▸ Short exercise:
Reproduce the data from the line that contains "Guideline: mark the forehead" through the line that contains "[[169, 135]]", swapping every "raised hand" for "lifted hand" and keeping all else unchanged.

▸ Exercise input:

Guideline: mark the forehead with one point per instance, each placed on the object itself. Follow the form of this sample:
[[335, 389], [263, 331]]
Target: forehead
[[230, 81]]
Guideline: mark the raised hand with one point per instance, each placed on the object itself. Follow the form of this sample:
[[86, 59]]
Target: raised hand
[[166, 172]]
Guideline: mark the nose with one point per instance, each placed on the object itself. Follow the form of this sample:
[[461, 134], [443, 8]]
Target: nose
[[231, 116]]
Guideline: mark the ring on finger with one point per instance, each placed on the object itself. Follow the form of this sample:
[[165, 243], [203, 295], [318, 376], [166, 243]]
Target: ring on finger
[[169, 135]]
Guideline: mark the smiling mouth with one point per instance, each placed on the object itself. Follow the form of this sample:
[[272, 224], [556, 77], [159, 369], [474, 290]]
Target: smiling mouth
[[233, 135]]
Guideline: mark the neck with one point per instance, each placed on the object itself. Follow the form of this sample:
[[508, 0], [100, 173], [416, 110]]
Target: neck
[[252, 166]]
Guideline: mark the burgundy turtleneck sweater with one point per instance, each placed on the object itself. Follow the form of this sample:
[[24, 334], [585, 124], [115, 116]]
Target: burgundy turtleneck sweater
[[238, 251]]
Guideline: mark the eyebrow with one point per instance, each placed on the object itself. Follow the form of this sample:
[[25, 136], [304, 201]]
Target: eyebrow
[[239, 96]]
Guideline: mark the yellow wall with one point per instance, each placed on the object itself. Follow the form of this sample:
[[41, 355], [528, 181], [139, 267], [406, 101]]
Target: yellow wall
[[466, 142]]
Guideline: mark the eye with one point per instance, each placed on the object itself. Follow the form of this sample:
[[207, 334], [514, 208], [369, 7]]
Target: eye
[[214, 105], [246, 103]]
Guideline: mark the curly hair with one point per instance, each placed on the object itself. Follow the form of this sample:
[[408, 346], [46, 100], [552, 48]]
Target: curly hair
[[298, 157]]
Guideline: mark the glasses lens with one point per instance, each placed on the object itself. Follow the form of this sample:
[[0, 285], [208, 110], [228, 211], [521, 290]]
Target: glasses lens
...
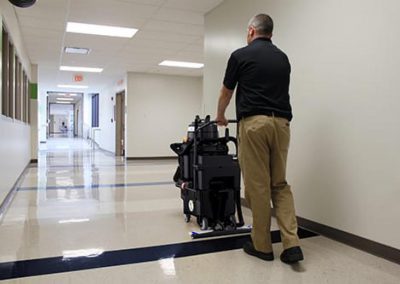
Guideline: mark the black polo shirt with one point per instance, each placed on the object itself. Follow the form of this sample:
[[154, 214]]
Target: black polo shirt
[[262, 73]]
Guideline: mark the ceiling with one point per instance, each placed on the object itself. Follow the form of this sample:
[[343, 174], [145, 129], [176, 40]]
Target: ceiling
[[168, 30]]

▸ Result:
Guideline: mark the forehead with one point per instance, each placed on the object itself. Follow the form of this sample:
[[335, 389], [263, 331]]
Target: forehead
[[230, 81]]
Guideline: mark the lifted hand with one point per instance, each placed on the object itself. Follow the form of this sample:
[[86, 59]]
Target: lifted hand
[[166, 172]]
Guideline: mark the nose with one point per instance, each placed on the object itself. Follow the form of this sample:
[[461, 134], [443, 8]]
Target: nose
[[231, 116]]
Guideline: mark the ring on finger with one point per instance, each placed on the object itself. Follow the form of this sample:
[[165, 243], [203, 295], [318, 376], [166, 243]]
Target: ring on finger
[[169, 135]]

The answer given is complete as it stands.